» About this task: Would you print the data below exactly, leaving out every picture?

» Data under study:
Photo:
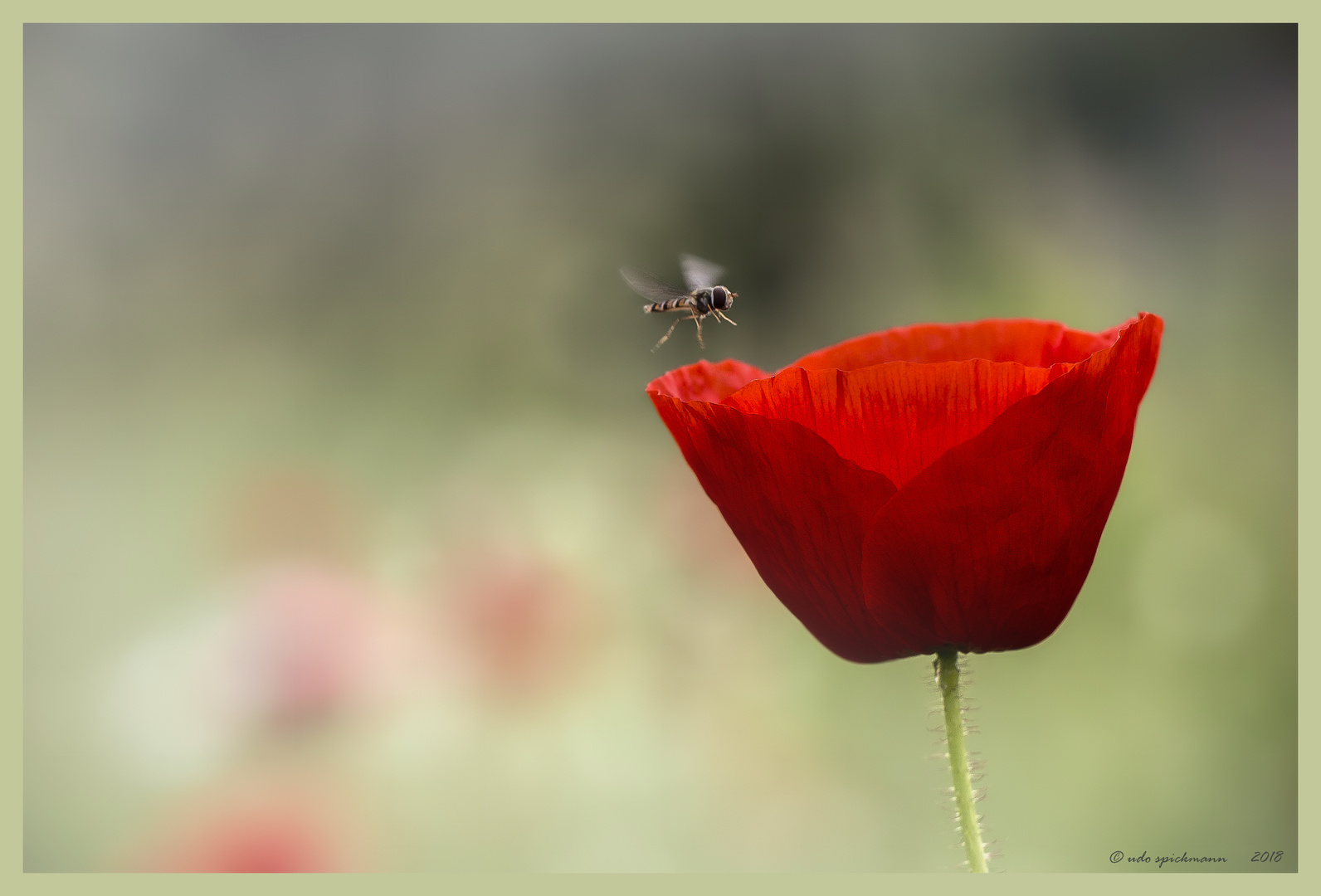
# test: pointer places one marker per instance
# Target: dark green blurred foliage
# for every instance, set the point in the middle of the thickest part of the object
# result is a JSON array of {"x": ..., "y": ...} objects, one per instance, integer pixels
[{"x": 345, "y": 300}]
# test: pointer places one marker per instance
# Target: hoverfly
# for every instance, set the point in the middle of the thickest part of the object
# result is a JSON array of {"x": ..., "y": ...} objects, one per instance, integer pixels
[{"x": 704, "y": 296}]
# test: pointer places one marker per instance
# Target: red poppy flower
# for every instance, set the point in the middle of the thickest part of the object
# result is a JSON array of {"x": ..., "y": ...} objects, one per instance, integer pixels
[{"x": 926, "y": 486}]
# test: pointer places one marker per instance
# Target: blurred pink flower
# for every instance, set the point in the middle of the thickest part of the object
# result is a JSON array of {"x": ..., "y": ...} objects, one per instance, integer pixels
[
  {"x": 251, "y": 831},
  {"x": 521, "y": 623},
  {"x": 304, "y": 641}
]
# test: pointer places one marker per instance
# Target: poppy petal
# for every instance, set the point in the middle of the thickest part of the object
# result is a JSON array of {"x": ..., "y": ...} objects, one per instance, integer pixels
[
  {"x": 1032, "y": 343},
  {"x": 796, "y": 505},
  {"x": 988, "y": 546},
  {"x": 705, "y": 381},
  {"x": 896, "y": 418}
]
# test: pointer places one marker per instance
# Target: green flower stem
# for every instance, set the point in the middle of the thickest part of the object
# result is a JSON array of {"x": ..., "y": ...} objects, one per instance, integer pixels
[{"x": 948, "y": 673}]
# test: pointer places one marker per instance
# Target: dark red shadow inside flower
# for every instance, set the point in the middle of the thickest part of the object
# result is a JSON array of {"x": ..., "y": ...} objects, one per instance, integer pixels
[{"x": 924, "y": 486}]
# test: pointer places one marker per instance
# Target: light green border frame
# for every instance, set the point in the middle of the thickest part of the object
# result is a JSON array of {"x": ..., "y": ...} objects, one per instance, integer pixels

» Answer below:
Photo:
# test: pointer places one marker per instance
# Target: dark green blurred foliage
# for every instance, set the point in the middle of the thickest part of the object
# result is a JSON array of {"x": ..., "y": ...} objects, one per instance, integer pixels
[{"x": 345, "y": 300}]
# test: pointer places one marker per instance
# Target: hoverfly
# for every instance, set the point in the middle of the thickest part of the object
# result is a JSON array of {"x": ..., "y": ...} objects, one per instance, integer pixels
[{"x": 704, "y": 296}]
# test: pointer places one marker per instance
# Target: red poppy flower
# for every instance, set the point in the middle of the thickest part of the object
# result is a JSON array of {"x": ..., "y": ...} objects, one per instance, integer pixels
[{"x": 926, "y": 486}]
# test: pointer places one marker per instance
# Target: blurred pink flower
# for every instance, set the point in the middle of the thickest part of the object
# result is a JSON array of {"x": ..., "y": ...} objects, one per instance, integer pixels
[
  {"x": 251, "y": 831},
  {"x": 521, "y": 623},
  {"x": 304, "y": 641}
]
# test: pointer places one marker per instance
# Target: poppy petal
# for every instance, set the point in the middle of the thickest part of the object
# result is a JSON array of {"x": ..., "y": ...} objects, one per instance, integer pixels
[
  {"x": 1032, "y": 343},
  {"x": 796, "y": 505},
  {"x": 988, "y": 546},
  {"x": 705, "y": 381},
  {"x": 896, "y": 418}
]
# test: pointer places one marker per instance
# Target: green flower stem
# for every instance, set the point in the middle of the thickest part of the object
# result is a JSON array of {"x": ..., "y": ...} objects, one per instance, integer pixels
[{"x": 948, "y": 673}]
# test: pointer places one marker per instance
# Target: dark red shadow inside flower
# for every instance, set the point in the middle of the thickest part of the object
# result is a JSON array of {"x": ..., "y": ...} objects, one per instance, integer pixels
[{"x": 924, "y": 486}]
# test: pointer places one marker per instance
# Target: light green border frame
# for every instance, set the point in the middle of the thickest part of the object
# result is a JSON array of {"x": ..., "y": ...} objects, one per instance, integer pixels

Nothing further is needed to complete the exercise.